Nguyen compartilhou suas conclusões no fórum online cov-lineages, onde cientistas ajudam uns aos outros a localizar novas cepas. Essas colaborações são essenciais para verificar possíveis novas variantes. Uma suposta variante recombinante delta-ômicron encontrada em Chipre em janeiro acabou revelando ser uma miragem resultante de trabalho laboratorial falho.

"Para comprovar que uma variante é real, são necessárias muitas provas", disse Nguyen.

Foi constatado que ele tinha razão.

"Naquele dia, corremos para checar o que ele suspeitava", contou o virologista Etienne Simon-Loriere, do Instituto Pasteur, em Paris. "E confirmamos em muito pouco tempo que era verdade."

Desde então, Simon-Loriere e seus colegas encontraram mais amostras do vírus recombinante. Eles acabaram obtando uma amostra congelada a partir da qual cultivaram novas versões recombinantes no laboratório, e agora estão estudando essas novas versões. Em 8 de março os pesquisadores postaram o primeiro genoma da versão recombinante no Gisaid.

Onde foi encontrada a nova variante híbrida?

Em comunicado atualizado em 10 de março, um banco de dados internacional de sequências virais notificou a descoberta de 33 amostras da nova variante na França, oito na Dinamarca, uma na Alemanha e uma na Holanda.

Como foi noticiado inicialmente pela Reuters, a empresa de sequenciamento genético Helix encontrou dois casos nos Estados Unidos. Nguyen disse que ele e seus colegas estão analisando algumas sequências de bancos de dados nos EUA, num esforço para localizar mais casos.

Ela é perigosa?

A ideia de um híbrido entre delta e ômicron pode soar preocupante. Mas há várias razões por que não é preciso entrar em pânico.

"Esta não é uma preocupação nova", disse Simon-Loriere.

Para começar, a versão recombinante é extremamente rara. Embora exista desde pelo menos janeiro, ainda não demonstrou ser capaz de crescer exponencialmente.

Simon-Loriere disse que o genoma do vírus recombinante também sugere que ele não representará uma nova fase da pandemia. O gene que codifica a proteína da superfície do vírus, conhecida como a proteína spike, vem quase inteiramente da ômicron. O restante do genoma é delta.

▶ _TRABALHO SOLICITADO_
1. Liste os países em que, segundo o texto sobre a variante híbrida delta-ômicron, foram encontradas amostras ou casos da nova variante.
2. No texto sobre a variante híbrida delta-ômicron, de qual variante vem quase inteiramente o gene que codifica a proteína spike?
3. Estenda o texto sobre a variante híbrida delta-ômicron, prosseguindo a partir da sua última frase.

[Dados de localização com um ponto por instância]
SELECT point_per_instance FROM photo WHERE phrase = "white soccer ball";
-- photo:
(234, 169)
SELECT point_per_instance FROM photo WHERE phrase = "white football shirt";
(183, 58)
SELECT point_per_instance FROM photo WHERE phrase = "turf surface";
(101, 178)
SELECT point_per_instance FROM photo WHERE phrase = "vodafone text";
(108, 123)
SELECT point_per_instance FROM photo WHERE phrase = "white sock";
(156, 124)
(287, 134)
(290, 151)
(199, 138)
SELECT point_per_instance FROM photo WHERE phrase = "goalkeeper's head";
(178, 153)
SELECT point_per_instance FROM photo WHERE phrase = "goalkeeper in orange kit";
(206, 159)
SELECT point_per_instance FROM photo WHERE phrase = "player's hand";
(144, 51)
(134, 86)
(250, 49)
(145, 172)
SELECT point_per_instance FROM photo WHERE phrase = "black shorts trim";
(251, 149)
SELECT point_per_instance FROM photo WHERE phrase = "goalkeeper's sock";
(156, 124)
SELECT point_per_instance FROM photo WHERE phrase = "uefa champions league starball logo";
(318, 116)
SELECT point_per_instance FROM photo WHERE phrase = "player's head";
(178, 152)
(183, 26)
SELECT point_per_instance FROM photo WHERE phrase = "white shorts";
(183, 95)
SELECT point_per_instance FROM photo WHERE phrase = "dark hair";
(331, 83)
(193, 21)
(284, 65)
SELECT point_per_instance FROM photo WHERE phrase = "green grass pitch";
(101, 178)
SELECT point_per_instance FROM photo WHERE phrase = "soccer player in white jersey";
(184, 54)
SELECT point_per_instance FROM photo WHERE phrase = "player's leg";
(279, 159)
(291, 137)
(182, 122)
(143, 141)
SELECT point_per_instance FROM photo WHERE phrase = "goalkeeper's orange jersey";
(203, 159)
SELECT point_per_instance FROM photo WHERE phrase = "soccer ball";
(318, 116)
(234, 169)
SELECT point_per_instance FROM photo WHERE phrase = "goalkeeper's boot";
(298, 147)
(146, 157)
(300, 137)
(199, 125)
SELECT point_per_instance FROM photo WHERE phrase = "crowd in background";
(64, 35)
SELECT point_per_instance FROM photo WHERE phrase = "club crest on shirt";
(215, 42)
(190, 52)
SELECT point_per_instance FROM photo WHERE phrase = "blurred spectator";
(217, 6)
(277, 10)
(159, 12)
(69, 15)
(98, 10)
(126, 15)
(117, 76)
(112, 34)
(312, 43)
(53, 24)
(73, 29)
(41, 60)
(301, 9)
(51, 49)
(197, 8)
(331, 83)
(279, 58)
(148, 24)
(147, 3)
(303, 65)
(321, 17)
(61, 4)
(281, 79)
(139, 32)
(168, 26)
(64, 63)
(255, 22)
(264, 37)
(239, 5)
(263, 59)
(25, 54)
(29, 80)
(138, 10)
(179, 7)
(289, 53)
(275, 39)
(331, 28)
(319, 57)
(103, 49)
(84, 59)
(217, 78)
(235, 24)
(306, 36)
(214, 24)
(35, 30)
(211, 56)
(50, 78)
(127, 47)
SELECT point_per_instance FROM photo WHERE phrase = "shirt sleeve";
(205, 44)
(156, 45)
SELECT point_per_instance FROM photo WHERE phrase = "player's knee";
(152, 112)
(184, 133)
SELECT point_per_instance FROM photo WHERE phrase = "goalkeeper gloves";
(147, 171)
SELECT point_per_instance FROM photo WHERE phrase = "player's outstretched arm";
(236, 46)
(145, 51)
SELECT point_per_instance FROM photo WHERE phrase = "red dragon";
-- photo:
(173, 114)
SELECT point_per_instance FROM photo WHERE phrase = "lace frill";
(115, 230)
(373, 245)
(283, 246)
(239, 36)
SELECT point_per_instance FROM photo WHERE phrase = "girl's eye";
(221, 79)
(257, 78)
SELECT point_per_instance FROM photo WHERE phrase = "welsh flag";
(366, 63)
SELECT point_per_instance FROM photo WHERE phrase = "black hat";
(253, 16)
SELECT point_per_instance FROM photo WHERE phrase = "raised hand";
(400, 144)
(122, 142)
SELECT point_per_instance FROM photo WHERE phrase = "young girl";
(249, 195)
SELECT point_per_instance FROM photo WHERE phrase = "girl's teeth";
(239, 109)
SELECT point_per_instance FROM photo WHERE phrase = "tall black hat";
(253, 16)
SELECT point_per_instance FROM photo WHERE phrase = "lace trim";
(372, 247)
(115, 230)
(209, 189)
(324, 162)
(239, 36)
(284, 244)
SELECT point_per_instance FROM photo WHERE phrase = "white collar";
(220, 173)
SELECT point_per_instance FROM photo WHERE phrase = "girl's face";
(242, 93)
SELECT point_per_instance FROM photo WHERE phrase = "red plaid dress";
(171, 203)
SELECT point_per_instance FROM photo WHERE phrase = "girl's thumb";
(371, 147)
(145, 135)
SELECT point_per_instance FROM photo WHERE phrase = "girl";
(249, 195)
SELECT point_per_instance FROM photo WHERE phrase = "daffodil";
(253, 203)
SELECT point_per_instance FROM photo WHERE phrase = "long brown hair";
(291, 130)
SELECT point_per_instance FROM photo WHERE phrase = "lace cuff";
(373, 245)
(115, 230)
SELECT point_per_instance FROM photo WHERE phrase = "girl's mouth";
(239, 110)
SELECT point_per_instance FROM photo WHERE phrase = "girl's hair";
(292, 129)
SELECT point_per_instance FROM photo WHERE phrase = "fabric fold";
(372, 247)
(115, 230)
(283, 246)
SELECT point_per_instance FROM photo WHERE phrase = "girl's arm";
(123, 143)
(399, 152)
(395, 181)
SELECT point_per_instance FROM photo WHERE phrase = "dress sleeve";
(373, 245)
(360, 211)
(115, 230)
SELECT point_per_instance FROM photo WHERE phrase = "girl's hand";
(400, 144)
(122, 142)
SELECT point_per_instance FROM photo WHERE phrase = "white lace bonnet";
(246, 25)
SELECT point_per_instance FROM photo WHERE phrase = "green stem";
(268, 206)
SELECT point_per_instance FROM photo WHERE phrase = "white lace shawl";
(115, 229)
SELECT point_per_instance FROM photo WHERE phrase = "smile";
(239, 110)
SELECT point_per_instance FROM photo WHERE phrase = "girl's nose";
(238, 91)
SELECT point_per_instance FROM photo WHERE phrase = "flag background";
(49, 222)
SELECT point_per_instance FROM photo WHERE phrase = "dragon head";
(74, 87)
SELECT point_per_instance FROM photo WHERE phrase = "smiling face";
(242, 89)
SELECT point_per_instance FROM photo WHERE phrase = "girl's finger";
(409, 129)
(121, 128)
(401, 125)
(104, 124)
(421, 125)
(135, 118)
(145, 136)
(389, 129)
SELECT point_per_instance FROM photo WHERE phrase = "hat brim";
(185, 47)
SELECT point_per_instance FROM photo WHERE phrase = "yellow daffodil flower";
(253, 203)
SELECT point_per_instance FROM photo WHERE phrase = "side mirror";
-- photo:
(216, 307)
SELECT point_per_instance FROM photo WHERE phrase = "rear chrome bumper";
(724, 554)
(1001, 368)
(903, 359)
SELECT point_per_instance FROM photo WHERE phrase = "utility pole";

▶ _RESPOSTAS POR TAREFA_
1. França, Dinamarca, Alemanha, Holanda e Estados Unidos.

2. Da ômicron.

3.
A proteína spike é a parte mais importante do vírus no que diz respeito à invasão de células. É também o principal alvo dos anticorpos produzidos através de infecção e de vacinas. Portanto, as defesas que as pessoas adquiriram contra a ômicron –por infecções, vacinas ou ambas— devem funcionar igualmente bem contra o novo vírus recombinante.

"A superfície dos vírus é supersemelhante à da ômicron, de modo que o corpo a reconhecerá tão bem quanto reconhece a ômicron", disse Simon-Lorière.

Cientistas suspeitam que a proteína spike singular da ômicron também seja parcialmente responsável pela probabilidade reduzida desta de causar sintomas graves. A variante a utiliza para invadir células no nariz e vias aéreas superiores, mas ela não funciona igualmente bem dentro dos pulmões. É possível que a nova variante recombinante tenha a mesma tendência.

Simon-Loriere e outros pesquisadores estão realizando experimentos para ver como a nova variante recombinante se comporta em placas de células. Experimentos com hamsters e camundongos trarão mais pistas, mas não trarão informações novas por várias semanas ainda.

"É tão recente que ainda não temos resultados", disse Simon-Loriere.

De onde vêm os vírus recombinantes?

As pessoas às vezes são infectadas por duas versões do coronavírus ao mesmo tempo. Por exemplo, se você vai a um bar superlotado onde há várias pessoas infectadas, pode respirar vírus de mais de uma pessoa.

Dois vírus podem invadir a mesma célula ao mesmo tempo. Quando essa células começam a produzir novos vírus, o novo material genético pode estar misturado e, potencialmente, produzir um vírus novo, híbrido.

Provavelmente não é incomum que coronavírus se recombinem. Mas a maioria desses embaralhamentos genéticos levará a um beco evolutivo sem saída. Os vírus contendo uma mistura de genes podem não ter desempenho tão bom quando seus ancestrais.

Estamos realmente chamando o novo vírus recombinante de deltacron?

Por enquanto, alguns cientistas estão chamando o novo híbrido de recombinante AY.4/BA.1. É provável que isso mude nas próximas semanas.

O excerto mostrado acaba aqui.